═══ Information shown
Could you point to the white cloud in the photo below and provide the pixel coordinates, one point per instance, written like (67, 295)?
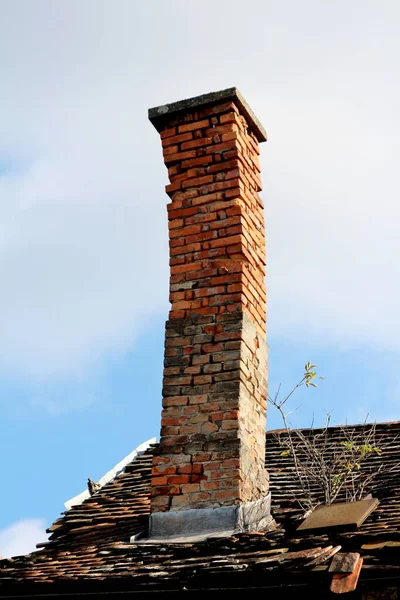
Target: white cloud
(21, 537)
(83, 252)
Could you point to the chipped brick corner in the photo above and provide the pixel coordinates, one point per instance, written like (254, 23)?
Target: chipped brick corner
(212, 447)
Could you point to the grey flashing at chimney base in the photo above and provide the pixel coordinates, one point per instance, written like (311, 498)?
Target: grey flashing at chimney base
(196, 524)
(158, 114)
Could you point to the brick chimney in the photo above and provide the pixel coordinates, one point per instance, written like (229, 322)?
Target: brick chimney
(209, 472)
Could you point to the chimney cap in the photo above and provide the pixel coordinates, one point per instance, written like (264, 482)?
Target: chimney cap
(158, 114)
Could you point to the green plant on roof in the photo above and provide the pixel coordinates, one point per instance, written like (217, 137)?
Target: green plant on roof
(327, 468)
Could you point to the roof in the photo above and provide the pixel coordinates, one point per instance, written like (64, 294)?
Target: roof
(90, 542)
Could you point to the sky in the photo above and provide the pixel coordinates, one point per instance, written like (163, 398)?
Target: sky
(83, 228)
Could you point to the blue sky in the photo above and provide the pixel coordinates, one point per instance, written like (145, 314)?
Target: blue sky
(83, 234)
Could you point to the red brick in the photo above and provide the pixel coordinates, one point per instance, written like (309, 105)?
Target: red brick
(192, 126)
(177, 139)
(167, 132)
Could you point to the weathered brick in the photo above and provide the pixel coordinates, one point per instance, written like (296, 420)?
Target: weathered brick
(217, 262)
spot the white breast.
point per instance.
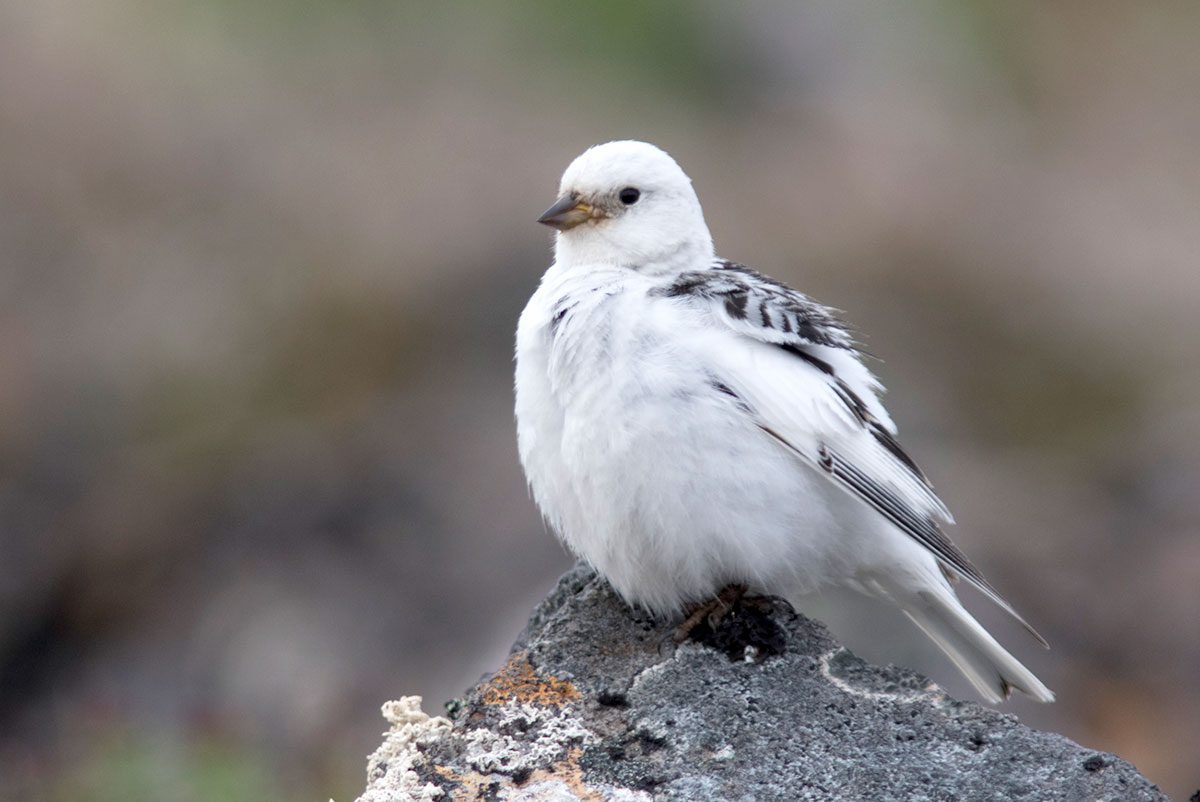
══════
Exercise instructions: Every line from the one containing "Target: green plant on roof" through the end of the records is to be returned exactly, and those lines alone; pictures are dropped.

Answer space:
Target: green plant on roof
(327, 468)
Could you point to the roof in the photo above and provide the pixel coordinates, one point per instance, written like (64, 294)?
Target: roof
(90, 542)
Could you point to the sky in the photo above and provide the pixel coordinates, one point per instance, written like (163, 398)?
Target: sky
(83, 228)
Could you point to the blue sky in the photo above and provide the pixel coordinates, one point per instance, written like (145, 314)?
Target: blue sky
(83, 234)
Could you point to the red brick in the photo above and provide the pixel coordinates, one point per instance, written like (309, 105)?
Target: red brick
(192, 126)
(177, 139)
(167, 132)
Could you point to the weathered brick in the photo above and provide the pixel coordinates, one point per instance, written like (296, 420)?
Target: weathered brick
(217, 262)
spot the white breast.
point per instance.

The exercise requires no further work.